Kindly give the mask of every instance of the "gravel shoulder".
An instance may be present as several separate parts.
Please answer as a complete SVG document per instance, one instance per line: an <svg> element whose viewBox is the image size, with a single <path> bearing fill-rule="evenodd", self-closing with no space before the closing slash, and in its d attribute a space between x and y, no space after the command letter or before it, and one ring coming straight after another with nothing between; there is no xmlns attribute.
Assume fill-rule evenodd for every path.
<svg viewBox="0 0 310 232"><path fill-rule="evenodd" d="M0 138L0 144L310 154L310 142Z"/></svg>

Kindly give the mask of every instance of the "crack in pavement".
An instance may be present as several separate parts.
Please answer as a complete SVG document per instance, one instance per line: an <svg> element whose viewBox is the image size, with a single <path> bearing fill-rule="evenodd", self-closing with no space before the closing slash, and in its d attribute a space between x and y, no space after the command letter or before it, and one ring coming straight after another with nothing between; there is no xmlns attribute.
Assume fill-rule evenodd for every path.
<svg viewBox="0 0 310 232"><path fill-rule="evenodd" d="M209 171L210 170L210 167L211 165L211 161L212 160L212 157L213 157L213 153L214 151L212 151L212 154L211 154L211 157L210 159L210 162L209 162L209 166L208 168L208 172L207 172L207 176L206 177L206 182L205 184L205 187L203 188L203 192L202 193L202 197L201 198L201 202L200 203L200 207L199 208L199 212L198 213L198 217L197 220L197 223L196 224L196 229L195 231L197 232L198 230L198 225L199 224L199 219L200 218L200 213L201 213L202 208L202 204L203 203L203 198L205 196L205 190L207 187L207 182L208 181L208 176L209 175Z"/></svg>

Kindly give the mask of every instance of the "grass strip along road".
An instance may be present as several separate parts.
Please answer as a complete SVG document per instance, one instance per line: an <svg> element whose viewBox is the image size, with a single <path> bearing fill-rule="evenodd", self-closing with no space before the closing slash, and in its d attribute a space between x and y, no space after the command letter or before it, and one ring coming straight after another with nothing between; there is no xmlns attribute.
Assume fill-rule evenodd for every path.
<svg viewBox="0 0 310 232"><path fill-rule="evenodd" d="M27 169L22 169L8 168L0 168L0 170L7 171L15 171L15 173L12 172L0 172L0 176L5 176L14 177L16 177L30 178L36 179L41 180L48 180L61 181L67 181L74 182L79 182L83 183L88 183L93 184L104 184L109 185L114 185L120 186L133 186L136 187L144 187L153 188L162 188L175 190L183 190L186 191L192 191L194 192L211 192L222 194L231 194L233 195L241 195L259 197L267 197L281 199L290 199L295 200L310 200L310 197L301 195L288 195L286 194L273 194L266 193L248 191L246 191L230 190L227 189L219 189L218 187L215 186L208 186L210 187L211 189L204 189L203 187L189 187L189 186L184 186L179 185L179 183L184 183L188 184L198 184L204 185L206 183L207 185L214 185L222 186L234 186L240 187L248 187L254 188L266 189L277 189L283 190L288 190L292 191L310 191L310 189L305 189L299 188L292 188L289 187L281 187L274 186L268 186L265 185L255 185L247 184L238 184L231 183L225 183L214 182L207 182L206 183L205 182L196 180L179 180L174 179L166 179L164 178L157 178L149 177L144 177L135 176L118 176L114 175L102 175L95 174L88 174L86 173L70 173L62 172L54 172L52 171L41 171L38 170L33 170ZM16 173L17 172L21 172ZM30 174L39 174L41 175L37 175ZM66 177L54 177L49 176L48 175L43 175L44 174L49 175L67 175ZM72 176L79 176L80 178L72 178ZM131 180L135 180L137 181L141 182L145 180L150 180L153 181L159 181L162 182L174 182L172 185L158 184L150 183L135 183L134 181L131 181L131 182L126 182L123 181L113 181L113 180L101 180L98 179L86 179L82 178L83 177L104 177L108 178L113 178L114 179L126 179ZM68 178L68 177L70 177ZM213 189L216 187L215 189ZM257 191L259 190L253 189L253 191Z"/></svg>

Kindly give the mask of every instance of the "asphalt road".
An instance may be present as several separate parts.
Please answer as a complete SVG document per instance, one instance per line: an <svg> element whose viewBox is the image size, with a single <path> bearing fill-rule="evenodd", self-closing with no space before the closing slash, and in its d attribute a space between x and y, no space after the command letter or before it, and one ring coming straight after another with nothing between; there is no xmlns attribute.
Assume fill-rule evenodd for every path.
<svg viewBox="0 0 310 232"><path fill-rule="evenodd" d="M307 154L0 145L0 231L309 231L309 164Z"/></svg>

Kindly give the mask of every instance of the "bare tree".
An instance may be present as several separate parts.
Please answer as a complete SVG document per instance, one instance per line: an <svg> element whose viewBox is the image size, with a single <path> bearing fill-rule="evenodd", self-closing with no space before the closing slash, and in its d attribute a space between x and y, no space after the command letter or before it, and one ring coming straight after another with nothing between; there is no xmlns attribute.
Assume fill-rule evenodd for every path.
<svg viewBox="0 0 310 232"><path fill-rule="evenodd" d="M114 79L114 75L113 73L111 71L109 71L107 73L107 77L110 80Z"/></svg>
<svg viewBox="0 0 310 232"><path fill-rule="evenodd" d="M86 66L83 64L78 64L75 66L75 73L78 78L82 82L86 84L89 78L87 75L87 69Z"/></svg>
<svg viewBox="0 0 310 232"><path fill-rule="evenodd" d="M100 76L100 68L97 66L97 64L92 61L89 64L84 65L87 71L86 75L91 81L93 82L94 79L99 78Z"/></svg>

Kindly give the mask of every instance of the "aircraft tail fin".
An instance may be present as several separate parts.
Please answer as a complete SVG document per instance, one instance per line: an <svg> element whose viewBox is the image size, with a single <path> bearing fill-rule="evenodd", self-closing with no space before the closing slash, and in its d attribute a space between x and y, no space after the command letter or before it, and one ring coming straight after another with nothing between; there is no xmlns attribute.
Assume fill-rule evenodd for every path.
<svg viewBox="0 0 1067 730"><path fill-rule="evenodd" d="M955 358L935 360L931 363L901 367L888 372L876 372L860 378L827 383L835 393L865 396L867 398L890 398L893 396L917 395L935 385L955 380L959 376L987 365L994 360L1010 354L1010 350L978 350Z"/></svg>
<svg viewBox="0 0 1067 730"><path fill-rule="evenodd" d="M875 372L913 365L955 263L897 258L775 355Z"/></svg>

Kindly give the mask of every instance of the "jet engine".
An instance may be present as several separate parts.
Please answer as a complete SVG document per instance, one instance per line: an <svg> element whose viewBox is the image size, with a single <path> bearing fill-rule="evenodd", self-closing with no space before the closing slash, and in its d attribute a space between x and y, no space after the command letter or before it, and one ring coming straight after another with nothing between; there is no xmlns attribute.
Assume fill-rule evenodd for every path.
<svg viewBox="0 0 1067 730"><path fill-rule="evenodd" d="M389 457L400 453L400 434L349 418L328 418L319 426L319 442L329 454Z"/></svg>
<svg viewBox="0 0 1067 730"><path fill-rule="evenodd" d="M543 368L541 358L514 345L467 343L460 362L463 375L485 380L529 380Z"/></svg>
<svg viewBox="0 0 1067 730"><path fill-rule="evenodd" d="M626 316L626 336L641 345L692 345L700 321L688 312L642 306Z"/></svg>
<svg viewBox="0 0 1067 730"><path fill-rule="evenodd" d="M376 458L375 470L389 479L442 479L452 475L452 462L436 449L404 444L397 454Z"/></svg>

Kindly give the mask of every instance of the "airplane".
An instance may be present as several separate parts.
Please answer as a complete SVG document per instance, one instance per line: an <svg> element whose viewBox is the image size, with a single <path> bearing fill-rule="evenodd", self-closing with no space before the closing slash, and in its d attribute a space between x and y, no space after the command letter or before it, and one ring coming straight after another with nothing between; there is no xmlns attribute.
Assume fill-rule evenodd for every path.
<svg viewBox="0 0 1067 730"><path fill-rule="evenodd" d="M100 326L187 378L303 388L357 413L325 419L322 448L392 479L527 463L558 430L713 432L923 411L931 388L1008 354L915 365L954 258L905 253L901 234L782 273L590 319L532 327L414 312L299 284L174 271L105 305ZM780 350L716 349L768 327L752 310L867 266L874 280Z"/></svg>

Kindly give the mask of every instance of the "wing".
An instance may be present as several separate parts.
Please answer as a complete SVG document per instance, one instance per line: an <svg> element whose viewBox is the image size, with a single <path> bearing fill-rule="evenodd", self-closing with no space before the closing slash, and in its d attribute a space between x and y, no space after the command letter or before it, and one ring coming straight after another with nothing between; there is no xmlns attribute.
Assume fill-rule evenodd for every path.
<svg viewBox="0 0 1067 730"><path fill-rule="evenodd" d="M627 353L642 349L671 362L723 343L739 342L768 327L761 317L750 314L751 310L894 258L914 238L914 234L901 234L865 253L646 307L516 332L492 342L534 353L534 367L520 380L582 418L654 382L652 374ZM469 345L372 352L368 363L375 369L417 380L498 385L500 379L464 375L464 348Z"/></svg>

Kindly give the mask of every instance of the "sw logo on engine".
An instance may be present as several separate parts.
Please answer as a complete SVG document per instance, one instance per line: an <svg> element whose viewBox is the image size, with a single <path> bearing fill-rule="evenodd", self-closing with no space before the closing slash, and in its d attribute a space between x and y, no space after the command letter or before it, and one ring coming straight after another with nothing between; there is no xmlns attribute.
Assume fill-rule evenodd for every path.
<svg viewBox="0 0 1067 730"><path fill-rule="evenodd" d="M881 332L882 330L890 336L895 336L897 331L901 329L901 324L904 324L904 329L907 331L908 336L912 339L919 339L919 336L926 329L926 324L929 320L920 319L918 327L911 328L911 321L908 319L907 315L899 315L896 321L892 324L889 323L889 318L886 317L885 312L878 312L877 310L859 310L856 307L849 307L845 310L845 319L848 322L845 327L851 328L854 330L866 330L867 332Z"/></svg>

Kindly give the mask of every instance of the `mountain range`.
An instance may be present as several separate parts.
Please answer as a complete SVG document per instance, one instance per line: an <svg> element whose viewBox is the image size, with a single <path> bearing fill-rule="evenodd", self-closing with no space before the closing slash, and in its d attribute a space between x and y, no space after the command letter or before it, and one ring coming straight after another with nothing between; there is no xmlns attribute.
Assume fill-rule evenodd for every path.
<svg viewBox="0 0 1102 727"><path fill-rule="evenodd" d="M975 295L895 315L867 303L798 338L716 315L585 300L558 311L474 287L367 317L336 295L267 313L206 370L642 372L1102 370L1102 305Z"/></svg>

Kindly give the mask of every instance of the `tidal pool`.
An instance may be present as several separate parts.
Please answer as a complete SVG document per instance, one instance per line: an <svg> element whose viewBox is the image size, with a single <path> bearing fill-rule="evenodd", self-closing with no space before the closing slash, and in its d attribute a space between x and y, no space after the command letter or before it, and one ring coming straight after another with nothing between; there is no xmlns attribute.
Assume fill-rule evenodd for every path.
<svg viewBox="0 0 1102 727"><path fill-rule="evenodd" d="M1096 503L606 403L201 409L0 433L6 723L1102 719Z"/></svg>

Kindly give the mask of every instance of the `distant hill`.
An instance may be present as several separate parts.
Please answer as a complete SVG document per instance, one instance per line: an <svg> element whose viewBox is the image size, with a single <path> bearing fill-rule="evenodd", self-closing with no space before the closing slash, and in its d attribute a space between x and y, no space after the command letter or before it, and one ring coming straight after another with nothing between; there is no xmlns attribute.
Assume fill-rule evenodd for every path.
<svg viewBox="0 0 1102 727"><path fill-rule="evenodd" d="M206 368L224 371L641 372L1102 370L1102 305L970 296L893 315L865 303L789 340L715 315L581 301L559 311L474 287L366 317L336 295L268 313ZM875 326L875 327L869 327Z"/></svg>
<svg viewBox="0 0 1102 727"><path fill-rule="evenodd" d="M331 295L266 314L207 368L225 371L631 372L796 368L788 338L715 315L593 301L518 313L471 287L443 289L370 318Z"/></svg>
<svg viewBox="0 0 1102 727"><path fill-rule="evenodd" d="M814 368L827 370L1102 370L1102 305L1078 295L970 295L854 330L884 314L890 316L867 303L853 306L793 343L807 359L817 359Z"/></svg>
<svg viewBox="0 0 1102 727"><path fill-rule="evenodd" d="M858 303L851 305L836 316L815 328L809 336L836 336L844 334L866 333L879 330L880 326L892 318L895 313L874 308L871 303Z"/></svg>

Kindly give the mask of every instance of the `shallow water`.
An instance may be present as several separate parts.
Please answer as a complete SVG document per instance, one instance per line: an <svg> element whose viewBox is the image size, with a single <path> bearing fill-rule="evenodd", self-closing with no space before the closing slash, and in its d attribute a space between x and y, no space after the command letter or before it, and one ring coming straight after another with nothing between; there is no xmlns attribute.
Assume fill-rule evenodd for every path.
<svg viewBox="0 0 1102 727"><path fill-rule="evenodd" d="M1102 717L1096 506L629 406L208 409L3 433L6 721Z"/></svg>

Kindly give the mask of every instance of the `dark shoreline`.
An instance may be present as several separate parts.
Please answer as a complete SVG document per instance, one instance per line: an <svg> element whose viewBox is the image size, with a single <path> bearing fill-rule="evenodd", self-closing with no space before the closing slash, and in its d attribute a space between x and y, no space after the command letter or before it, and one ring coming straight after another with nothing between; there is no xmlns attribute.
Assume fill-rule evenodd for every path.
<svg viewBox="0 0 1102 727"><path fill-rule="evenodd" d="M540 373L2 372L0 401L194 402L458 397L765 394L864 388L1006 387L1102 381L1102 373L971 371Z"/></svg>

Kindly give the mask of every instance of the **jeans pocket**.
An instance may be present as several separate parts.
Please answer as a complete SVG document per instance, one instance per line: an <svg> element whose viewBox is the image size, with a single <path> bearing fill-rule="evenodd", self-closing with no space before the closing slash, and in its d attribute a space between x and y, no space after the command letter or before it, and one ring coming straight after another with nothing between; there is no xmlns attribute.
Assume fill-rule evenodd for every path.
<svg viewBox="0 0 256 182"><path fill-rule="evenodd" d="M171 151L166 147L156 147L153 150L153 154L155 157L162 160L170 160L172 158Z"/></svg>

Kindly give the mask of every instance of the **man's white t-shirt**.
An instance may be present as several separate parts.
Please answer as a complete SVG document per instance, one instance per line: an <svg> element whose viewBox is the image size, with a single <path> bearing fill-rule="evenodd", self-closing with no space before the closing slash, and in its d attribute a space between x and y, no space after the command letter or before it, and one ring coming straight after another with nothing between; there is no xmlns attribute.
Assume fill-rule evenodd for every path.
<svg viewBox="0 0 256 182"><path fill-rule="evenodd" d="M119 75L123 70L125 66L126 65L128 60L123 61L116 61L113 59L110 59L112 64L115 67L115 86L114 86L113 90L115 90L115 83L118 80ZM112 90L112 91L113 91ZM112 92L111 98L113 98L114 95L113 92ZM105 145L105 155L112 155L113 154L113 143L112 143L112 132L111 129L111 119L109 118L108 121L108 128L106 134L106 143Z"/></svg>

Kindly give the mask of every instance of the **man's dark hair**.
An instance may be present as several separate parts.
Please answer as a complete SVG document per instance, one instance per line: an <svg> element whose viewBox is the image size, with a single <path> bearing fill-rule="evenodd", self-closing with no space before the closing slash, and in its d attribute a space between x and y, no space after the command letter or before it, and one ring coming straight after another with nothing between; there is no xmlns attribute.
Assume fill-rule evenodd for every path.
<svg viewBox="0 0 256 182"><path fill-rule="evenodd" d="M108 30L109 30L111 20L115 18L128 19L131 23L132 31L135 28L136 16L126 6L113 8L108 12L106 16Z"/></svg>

[CHALLENGE] Express everything from the line containing "Kindly give the mask of every instance of the **man's white" down to the line containing "75L123 70L125 66L126", both included, as a two-column CSV with the header input,output. Each row holds one text under input and its answer under output, with every field quoted and line breaks replaced by spaces.

[SOLUTION TO THE EXERCISE]
input,output
"Kindly give the mask of every instance of the **man's white t-shirt**. An instance may be present as several separate parts. Please answer as a complete SVG document per instance, one instance per line: an <svg> element whose viewBox is the image size, with a single <path> bearing fill-rule=""evenodd"", self-closing with no space before the closing slash, and in its d attribute a space between x and y, no space after the command letter or before it, and one ring coming straight after another with nothing between; there is no xmlns attribute. Assume fill-rule evenodd for every path.","<svg viewBox=""0 0 256 182""><path fill-rule=""evenodd"" d=""M119 75L123 70L125 66L126 65L128 60L123 61L116 61L113 59L110 59L112 64L115 67L115 86L114 86L113 90L115 90L115 83L118 80ZM112 90L112 91L113 91ZM112 92L111 98L113 98L114 95L113 92ZM105 145L105 155L112 155L113 154L113 143L112 143L112 132L111 129L111 119L109 118L108 121L108 128L106 134L106 143Z""/></svg>"